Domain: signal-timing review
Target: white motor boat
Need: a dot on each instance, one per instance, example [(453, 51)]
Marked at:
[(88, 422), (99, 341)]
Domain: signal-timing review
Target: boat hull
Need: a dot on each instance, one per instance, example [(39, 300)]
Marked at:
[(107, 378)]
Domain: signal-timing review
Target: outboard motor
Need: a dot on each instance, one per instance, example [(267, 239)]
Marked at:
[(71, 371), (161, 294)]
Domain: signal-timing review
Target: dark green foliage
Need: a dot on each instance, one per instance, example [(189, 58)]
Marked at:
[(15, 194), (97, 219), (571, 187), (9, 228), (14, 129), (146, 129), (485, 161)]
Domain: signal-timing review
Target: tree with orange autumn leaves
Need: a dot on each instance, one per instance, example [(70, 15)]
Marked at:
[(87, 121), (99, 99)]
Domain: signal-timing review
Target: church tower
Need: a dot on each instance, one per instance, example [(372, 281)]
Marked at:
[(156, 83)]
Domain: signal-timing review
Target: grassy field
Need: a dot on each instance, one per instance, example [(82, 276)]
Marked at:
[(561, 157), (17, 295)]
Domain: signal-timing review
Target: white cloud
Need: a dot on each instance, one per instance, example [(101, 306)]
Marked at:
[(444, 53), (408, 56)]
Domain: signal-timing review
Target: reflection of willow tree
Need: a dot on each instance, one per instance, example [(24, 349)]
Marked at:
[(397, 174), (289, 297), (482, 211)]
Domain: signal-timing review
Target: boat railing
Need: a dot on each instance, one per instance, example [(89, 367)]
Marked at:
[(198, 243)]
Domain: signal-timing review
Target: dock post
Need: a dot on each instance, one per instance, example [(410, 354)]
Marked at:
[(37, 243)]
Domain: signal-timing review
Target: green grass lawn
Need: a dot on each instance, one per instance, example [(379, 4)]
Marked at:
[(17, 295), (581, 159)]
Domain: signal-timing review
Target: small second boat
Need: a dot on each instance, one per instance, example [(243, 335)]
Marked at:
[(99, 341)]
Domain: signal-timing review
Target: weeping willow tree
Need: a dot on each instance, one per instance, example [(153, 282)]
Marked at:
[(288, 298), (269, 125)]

* THE TASK
Would you restate each of the entries word for word?

* CORRECT OUTPUT
Domain: signal-timing review
Target: white motor boat
Need: a dot on each instance, one per instance, example [(453, 51)]
Marked at:
[(88, 422), (99, 341)]
Domain: signal-timing review
Target: boat hull
Need: a dot on each instance, one per instance, example [(39, 300)]
Marked at:
[(107, 378)]
Domain: signal-timing review
Target: outboard motor
Need: a dot on each instance, one per instance, example [(267, 239)]
Marked at:
[(71, 371), (161, 294)]
Domain: signal-timing review
Target: dark green foliage
Need: a dot on each instance, one per instance, example [(189, 58)]
Marked at:
[(15, 194), (97, 219), (571, 187), (9, 228), (14, 129), (146, 129), (485, 161)]
Domain: signal-timing review
Target: tree with orange autumn leaves
Need: a dot on each instance, one per instance, example [(70, 15)]
Marked at:
[(87, 121), (99, 99)]
Domain: signal-timing review
Target: church tower
Need: a dot on each instance, one per instance, example [(372, 281)]
Marked at:
[(156, 83)]
Domain: signal-timing review
Target: grassy field
Need: a dot on each instance, one per instance, example [(82, 276)]
Marked at:
[(561, 157), (17, 295)]
Domain: signal-timing review
Target: white cloud
Need: a dot on each instance, one per instance, example [(101, 306)]
Marked at:
[(444, 53), (408, 56)]
Domain: signal-timing review
Target: reflection of willow tree
Need: a dot on each instance, one per instance, example [(24, 349)]
Marked at:
[(397, 174), (289, 297), (482, 211)]
Domain: signal-timing review
Target: boat railing
Need: a dot on each instance, one per instance, example [(89, 367)]
Marked at:
[(198, 243)]
Domain: signal-timing review
Target: dock post
Need: a dot on each instance, one per instance, example [(410, 354)]
Marked at:
[(37, 243)]
Domain: signal-timing review
Target: green grass lawn
Need: a dot on each instance, one per instance, example [(379, 4)]
Marked at:
[(17, 295), (581, 159)]
Domain: signal-timing review
Target: small second boat
Need: a dot on each instance, one per instance, example [(243, 335)]
Marked at:
[(99, 341)]
Domain: signal-timing review
Target: weeping willow tree
Need: a dot on each instance, one per instance, example [(153, 282)]
Marked at:
[(288, 298), (269, 125)]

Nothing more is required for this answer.